# INSTRUCTIONS FOR THE TASK
Which lines of the entries contain the string "segment"? Copy each of them.

# EXTRACTED MATERIAL

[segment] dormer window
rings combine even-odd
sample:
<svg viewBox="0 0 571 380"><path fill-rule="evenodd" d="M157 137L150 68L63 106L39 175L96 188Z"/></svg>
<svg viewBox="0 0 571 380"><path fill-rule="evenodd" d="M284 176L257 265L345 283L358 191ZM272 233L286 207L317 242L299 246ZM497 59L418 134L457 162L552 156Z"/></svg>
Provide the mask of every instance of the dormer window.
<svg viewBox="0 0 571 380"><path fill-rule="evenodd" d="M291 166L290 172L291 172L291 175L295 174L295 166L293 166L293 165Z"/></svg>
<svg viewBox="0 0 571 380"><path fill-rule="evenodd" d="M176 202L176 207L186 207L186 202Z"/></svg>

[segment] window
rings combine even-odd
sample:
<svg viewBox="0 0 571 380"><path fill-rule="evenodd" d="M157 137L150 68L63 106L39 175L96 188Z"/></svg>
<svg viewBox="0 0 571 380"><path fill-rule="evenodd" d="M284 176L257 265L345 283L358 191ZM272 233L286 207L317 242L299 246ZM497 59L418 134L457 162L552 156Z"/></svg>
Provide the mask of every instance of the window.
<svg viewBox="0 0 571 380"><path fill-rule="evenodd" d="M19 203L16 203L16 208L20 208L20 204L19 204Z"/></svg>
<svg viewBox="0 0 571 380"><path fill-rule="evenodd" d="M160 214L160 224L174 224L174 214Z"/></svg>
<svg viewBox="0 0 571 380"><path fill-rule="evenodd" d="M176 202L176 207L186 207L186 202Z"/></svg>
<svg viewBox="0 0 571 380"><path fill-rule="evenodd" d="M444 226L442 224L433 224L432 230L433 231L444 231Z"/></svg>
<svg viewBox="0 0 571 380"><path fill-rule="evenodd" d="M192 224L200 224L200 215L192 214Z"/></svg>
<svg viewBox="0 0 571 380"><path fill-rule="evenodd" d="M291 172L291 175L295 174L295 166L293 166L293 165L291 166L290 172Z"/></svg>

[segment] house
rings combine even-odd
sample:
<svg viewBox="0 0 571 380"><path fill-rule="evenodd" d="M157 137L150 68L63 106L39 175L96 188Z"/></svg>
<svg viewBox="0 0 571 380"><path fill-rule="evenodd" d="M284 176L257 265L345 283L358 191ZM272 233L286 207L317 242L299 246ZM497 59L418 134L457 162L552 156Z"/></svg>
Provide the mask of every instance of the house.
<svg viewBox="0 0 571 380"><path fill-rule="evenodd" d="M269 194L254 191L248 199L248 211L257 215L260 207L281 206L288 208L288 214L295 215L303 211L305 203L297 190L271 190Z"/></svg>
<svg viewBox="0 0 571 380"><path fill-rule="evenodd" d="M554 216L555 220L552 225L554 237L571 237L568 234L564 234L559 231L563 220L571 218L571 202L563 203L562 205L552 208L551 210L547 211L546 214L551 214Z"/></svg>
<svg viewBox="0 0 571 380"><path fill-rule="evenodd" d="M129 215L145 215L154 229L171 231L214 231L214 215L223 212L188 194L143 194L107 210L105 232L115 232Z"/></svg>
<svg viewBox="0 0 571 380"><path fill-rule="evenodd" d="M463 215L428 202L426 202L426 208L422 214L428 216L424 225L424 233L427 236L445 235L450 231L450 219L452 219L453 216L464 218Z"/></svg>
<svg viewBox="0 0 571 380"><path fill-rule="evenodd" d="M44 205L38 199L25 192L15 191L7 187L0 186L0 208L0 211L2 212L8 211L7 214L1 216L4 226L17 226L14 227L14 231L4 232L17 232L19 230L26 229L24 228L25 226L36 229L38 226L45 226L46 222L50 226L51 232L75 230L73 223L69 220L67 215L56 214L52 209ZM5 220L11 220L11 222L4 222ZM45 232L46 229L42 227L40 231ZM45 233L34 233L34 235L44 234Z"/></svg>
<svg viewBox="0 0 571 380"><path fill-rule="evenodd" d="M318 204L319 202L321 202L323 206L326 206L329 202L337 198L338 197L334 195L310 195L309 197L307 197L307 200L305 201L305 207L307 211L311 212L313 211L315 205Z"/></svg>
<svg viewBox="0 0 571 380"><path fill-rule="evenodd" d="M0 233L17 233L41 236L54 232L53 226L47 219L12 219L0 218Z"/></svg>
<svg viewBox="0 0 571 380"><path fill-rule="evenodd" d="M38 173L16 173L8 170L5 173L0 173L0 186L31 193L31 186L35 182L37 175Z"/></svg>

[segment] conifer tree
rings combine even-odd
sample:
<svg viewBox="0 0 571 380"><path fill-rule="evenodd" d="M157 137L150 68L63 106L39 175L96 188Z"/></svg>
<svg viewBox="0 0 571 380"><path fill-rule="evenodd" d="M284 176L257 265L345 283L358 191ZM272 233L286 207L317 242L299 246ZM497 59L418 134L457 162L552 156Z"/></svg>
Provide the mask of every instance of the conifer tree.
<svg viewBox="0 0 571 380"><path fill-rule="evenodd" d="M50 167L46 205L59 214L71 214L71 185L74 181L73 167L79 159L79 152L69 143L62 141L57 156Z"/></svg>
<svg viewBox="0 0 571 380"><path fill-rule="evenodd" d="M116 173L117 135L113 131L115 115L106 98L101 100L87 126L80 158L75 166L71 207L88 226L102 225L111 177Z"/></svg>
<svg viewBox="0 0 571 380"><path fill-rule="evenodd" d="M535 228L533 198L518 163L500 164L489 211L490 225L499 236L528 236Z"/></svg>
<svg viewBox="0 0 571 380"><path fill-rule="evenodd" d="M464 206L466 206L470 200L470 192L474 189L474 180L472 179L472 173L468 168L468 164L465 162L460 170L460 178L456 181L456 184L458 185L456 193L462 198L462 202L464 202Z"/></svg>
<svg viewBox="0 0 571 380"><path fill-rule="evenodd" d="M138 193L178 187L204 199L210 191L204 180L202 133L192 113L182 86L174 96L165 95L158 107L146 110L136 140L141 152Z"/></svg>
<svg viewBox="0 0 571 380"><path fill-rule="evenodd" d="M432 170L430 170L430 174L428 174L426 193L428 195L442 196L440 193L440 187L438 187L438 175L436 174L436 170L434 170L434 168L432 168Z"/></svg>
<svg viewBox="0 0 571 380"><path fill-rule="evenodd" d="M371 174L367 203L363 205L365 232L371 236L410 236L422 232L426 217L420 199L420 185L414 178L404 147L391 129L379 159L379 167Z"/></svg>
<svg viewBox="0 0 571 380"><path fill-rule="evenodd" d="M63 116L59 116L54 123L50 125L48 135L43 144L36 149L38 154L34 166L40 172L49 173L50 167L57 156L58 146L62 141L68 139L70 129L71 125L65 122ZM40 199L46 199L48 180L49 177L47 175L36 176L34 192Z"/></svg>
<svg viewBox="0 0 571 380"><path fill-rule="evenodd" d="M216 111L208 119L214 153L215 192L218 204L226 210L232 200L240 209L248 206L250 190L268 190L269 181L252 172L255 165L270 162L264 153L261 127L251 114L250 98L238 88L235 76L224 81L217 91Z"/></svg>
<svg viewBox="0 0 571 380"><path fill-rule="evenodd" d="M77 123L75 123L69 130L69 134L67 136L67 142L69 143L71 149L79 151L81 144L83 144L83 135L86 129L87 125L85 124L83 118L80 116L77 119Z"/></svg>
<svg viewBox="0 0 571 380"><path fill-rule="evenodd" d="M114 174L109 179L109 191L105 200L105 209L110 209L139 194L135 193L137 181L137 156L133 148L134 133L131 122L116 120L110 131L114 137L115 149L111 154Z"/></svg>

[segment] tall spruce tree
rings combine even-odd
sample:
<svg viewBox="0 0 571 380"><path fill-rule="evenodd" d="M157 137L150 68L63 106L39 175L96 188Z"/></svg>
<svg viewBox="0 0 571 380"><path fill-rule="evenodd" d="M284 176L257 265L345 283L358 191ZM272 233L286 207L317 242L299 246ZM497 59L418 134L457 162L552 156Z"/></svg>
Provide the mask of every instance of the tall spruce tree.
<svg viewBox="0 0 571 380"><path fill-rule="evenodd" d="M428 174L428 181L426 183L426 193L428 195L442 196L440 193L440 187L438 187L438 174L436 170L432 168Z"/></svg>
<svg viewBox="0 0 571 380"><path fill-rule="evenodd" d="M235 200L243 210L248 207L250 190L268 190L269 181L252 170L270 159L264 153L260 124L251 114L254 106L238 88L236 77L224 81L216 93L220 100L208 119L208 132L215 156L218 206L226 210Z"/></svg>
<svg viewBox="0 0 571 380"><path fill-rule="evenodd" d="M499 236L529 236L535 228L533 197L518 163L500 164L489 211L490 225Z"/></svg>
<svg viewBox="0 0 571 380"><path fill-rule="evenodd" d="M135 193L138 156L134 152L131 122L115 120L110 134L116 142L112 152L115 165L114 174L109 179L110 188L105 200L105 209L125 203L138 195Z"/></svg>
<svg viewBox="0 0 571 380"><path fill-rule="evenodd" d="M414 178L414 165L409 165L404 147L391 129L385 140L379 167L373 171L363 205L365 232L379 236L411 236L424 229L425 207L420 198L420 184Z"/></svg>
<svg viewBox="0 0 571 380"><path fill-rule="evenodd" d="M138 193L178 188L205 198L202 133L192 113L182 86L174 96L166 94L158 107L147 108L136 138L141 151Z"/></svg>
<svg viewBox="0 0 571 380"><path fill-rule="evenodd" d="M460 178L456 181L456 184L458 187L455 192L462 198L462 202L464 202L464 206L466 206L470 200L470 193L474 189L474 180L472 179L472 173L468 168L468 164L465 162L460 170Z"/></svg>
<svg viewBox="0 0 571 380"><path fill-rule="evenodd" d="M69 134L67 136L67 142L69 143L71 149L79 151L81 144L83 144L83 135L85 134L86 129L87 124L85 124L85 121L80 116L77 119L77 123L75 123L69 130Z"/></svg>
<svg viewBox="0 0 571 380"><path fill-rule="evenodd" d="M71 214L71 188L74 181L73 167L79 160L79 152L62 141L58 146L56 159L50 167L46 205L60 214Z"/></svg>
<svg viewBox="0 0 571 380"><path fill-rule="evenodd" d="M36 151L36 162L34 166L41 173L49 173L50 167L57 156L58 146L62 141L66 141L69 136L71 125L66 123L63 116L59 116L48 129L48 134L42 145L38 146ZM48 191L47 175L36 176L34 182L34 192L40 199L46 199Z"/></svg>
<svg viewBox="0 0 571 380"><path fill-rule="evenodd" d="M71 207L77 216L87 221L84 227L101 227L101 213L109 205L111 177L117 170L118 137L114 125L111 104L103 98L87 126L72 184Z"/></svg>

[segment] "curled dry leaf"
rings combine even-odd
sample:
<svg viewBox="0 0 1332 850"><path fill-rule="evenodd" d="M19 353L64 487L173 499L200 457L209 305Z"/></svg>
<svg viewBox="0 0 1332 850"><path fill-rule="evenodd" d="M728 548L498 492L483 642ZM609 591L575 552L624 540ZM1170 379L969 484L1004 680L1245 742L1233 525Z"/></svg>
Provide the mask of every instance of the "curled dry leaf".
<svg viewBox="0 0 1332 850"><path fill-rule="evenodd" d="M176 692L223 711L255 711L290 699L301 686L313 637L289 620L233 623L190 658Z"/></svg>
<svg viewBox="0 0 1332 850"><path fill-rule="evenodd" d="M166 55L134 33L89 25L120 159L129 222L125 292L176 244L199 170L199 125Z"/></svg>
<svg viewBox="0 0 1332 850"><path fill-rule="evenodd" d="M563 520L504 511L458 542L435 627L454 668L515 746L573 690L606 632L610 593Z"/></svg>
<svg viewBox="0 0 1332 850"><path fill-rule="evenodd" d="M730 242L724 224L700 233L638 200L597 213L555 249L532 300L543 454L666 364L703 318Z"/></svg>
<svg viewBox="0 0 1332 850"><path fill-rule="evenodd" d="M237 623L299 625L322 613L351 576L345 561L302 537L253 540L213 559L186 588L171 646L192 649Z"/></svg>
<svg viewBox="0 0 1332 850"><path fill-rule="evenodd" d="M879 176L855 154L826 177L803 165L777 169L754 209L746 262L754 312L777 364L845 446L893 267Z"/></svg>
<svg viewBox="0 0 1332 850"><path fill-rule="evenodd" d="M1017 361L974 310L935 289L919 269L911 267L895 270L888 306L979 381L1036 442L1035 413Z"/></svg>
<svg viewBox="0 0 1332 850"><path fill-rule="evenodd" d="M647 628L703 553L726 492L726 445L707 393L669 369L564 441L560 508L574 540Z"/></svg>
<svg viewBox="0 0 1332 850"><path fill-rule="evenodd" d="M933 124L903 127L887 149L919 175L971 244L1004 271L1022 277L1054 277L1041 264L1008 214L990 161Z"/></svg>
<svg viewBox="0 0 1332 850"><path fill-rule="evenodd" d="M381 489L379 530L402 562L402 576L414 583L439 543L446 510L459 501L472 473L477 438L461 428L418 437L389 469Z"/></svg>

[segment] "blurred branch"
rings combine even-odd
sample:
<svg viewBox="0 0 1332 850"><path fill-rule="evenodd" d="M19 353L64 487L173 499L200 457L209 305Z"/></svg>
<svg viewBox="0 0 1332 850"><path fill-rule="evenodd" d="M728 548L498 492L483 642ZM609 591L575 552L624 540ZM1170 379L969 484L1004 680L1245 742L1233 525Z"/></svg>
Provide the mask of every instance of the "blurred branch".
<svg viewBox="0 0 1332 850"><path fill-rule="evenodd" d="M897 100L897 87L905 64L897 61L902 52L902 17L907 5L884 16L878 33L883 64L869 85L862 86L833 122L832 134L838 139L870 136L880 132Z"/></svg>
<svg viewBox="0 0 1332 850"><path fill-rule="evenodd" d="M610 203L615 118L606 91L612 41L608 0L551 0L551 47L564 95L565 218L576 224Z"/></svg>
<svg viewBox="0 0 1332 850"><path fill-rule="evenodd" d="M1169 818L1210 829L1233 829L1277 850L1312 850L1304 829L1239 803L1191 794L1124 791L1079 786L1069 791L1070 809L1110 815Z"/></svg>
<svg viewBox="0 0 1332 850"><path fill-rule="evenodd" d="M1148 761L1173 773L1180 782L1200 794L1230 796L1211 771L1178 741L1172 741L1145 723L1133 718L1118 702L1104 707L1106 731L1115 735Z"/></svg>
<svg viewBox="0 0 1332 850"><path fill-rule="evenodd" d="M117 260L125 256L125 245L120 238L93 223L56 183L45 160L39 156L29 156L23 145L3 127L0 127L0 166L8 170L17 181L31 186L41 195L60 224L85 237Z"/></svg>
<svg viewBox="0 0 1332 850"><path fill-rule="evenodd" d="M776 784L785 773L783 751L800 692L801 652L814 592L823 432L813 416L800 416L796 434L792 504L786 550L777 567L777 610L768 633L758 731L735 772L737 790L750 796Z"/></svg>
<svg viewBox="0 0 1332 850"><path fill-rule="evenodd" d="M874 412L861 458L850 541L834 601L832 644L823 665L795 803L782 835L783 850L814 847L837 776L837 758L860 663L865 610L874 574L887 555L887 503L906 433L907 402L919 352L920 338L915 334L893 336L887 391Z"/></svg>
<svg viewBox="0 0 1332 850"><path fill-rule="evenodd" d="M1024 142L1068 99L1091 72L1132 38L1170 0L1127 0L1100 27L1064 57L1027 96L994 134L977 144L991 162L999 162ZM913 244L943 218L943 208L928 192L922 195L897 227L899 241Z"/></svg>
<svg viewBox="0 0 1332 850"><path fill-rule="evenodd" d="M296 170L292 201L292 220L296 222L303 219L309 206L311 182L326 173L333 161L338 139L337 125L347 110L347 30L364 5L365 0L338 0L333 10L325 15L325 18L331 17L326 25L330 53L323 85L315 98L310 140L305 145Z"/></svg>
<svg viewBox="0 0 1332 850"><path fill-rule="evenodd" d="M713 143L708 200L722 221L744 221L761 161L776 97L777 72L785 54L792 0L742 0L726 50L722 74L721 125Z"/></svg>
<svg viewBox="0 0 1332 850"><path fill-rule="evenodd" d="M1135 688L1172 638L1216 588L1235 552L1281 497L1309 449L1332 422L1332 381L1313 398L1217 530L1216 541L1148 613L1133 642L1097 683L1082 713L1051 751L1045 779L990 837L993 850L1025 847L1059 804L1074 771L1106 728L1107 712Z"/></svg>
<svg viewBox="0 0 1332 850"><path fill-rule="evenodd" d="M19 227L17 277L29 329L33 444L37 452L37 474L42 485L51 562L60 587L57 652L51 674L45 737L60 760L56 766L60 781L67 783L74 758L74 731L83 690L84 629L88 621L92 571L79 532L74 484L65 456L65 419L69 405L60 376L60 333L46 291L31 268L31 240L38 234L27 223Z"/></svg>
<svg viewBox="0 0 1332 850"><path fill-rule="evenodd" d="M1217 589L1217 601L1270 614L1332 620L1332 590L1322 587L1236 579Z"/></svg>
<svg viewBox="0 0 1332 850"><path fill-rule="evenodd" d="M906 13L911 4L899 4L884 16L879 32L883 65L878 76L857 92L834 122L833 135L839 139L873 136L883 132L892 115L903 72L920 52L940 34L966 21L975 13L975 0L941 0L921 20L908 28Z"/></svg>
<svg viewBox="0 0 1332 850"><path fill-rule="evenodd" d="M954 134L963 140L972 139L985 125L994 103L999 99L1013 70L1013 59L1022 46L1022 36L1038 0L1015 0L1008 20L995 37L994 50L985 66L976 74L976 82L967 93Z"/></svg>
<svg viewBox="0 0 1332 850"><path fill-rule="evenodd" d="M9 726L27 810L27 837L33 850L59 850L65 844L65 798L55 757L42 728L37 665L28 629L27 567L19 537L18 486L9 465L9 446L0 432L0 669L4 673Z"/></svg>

# SOLUTION FOR THIS EXERCISE
[segment] dormer window
[segment] window
[segment] house
[segment] conifer tree
[segment] tall spruce tree
[segment] "curled dry leaf"
[segment] "blurred branch"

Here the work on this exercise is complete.